■ **Exercise goal**
Format every line in these rows as a JSON list of strings, one string per line, omitting any blank lines.

:: Materials provided

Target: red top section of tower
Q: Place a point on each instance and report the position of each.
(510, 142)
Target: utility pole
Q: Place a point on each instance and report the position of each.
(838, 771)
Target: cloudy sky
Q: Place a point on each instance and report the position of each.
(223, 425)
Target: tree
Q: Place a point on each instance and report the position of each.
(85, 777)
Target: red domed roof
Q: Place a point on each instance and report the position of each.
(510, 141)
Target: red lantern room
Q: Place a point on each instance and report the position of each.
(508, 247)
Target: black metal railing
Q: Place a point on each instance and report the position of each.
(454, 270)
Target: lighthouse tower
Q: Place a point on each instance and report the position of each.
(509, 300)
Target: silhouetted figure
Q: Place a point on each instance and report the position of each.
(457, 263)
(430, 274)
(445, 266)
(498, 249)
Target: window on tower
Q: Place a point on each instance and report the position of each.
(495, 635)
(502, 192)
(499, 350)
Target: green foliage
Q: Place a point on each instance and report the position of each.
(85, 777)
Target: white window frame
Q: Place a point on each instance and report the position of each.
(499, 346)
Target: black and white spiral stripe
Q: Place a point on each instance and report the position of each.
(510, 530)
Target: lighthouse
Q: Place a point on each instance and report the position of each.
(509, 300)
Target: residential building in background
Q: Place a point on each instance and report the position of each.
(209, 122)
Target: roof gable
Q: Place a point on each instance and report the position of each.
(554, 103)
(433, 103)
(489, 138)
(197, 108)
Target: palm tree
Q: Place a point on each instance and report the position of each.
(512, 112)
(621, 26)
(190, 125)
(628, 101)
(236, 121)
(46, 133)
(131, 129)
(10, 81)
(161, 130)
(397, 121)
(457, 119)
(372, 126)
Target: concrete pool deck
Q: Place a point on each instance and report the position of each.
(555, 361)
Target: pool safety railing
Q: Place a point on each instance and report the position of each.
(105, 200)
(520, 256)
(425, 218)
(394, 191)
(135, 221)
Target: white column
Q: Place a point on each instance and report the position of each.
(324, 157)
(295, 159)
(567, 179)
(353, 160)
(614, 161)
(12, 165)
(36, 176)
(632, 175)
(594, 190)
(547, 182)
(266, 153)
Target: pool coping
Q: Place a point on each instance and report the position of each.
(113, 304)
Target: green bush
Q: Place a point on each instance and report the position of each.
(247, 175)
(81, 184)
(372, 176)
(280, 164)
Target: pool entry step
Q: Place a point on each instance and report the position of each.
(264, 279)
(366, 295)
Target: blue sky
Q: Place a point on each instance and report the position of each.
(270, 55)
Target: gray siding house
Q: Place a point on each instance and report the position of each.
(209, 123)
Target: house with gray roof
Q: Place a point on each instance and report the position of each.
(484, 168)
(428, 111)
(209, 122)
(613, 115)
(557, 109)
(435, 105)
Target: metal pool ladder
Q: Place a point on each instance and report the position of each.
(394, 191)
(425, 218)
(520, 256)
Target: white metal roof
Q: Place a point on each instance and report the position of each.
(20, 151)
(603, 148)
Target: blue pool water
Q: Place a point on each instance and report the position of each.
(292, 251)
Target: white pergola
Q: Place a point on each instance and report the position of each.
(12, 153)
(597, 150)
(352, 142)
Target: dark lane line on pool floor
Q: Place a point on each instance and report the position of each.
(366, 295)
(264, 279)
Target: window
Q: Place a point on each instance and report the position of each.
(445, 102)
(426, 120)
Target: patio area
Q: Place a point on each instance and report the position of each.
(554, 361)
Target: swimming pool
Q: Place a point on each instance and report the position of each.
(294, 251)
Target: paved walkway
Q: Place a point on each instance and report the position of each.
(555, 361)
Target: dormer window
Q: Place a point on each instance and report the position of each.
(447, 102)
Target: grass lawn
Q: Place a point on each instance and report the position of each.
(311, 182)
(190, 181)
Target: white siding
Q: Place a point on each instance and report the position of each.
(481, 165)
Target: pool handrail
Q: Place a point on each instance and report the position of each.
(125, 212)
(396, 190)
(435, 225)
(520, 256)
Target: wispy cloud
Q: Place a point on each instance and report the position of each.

::::

■ **Solution**
[
  "Target: red top section of tower",
  "Q: Place a point on each instance and report the position of each.",
  "(510, 142)",
  "Target: utility pole",
  "Q: Place a point on each instance and report the position of each.",
  "(838, 771)",
  "Target: cloudy sky",
  "Q: Place a point on each instance and report the position of each.",
  "(223, 425)",
  "Target: tree",
  "Q: Place a point on each instance and report the position of each.",
  "(85, 777)",
  "Target: red domed roof",
  "Q: Place a point on each instance and report the position of each.",
  "(510, 141)",
  "Target: red lantern room",
  "Q: Place a point on each instance and report the position of each.",
  "(508, 247)",
  "Target: black metal railing",
  "Q: Place a point on each instance and report the position of each.",
  "(454, 270)",
  "Target: lighthouse tower",
  "Q: Place a point on each instance and report the position of each.",
  "(509, 300)",
  "Target: silhouetted figure",
  "Q: Place a point on each instance and report the position of each.",
  "(457, 263)",
  "(430, 274)",
  "(445, 266)",
  "(498, 249)",
  "Target: window on tower",
  "Q: Place a point on each instance and report the position of each.",
  "(495, 635)",
  "(502, 192)",
  "(499, 350)",
  "Target: green foliage",
  "Q: Place a point on each instance and report the position of each.",
  "(85, 777)",
  "Target: white window frame",
  "Q: Place a point on each instance and report the position of each.",
  "(499, 346)",
  "Target: black and white spiral stripe",
  "Q: Place a point on each instance and report the position of each.",
  "(510, 530)",
  "Target: lighthouse",
  "Q: Place a point on each instance and report the position of each.",
  "(509, 300)",
  "Target: residential building in background",
  "Q: Place a point on each instance and report the position of each.",
  "(209, 122)",
  "Target: roof gable",
  "Q: Place a point on each instance and report the position of each.",
  "(554, 103)",
  "(433, 103)",
  "(489, 138)",
  "(197, 108)",
  "Target: palm tree",
  "Q: Place a point on each instance and report the position of each.",
  "(512, 112)",
  "(621, 26)",
  "(190, 125)",
  "(628, 101)",
  "(236, 121)",
  "(46, 133)",
  "(131, 129)",
  "(10, 81)",
  "(161, 130)",
  "(397, 121)",
  "(457, 119)",
  "(372, 126)",
  "Target: concrete pool deck",
  "Q: Place a point on each instance and report the position of each.",
  "(555, 361)",
  "Target: pool safety railing",
  "Q: Place a point on each instance and report the position of each.",
  "(105, 200)",
  "(520, 256)",
  "(425, 218)",
  "(394, 191)",
  "(135, 221)",
  "Target: white column",
  "Q: Place a point on each instance and report the position of each.",
  "(324, 157)",
  "(295, 159)",
  "(567, 179)",
  "(353, 160)",
  "(614, 161)",
  "(12, 165)",
  "(36, 176)",
  "(632, 175)",
  "(594, 190)",
  "(547, 182)",
  "(266, 153)",
  "Target: pool coping",
  "Q: Place a point on each instance and report the position of each.",
  "(113, 304)",
  "Target: green bush",
  "Q: Place a point on each instance and report the position of each.",
  "(247, 175)",
  "(81, 184)",
  "(372, 176)",
  "(280, 164)",
  "Target: pool entry step",
  "Q: Place a point on each instance and report the position of each.",
  "(264, 279)",
  "(366, 295)",
  "Target: blue sky",
  "Q: Place a point on each instance and report the position of each.",
  "(270, 55)",
  "Target: gray siding house",
  "Q: Place a point on each instance and report the position of each.",
  "(209, 123)",
  "Target: house with gray roof",
  "Q: Place a point on each instance and report the position of each.",
  "(484, 168)",
  "(428, 111)",
  "(209, 122)",
  "(613, 115)",
  "(557, 109)",
  "(435, 105)",
  "Target: metal pool ladder",
  "Q: Place a point on each instance and report the position of each.",
  "(394, 191)",
  "(425, 218)",
  "(520, 256)",
  "Target: white metal roof",
  "Q: Place a point on each instance and report the position of each.",
  "(20, 151)",
  "(603, 148)",
  "Target: blue pool water",
  "Q: Place a point on each instance and report the position of each.",
  "(292, 251)",
  "Target: white pergola",
  "Q: Place a point on each instance and report the position of each.",
  "(12, 153)",
  "(597, 150)",
  "(352, 142)",
  "Target: dark lane line on pool floor",
  "Q: Place a point on each instance and report the position of each.",
  "(366, 295)",
  "(264, 279)",
  "Target: window",
  "Q: Place a point on each instance and report the position of each.",
  "(445, 102)",
  "(426, 120)",
  "Target: patio area",
  "Q: Place a point on each instance and report the position of each.",
  "(554, 361)",
  "Target: swimming pool",
  "Q: Place a point on each instance and report the position of each.",
  "(294, 251)",
  "Target: paved walkway",
  "Q: Place a point on each instance and report the position of each.",
  "(555, 361)",
  "Target: dormer window",
  "Q: Place a point on each instance and report the position of each.",
  "(447, 102)",
  "Target: grass lawn",
  "Q: Place a point on each instance and report the position of each.",
  "(311, 182)",
  "(190, 181)",
  "Target: white siding",
  "Q: Place a point on each instance and report the position of each.",
  "(481, 165)",
  "Target: pool handrail",
  "Q: Place a point on each instance and report the position of each.",
  "(125, 212)",
  "(396, 190)",
  "(435, 225)",
  "(520, 256)",
  "Target: wispy cloud",
  "Q: Place a point on each instance and report the position of each."
]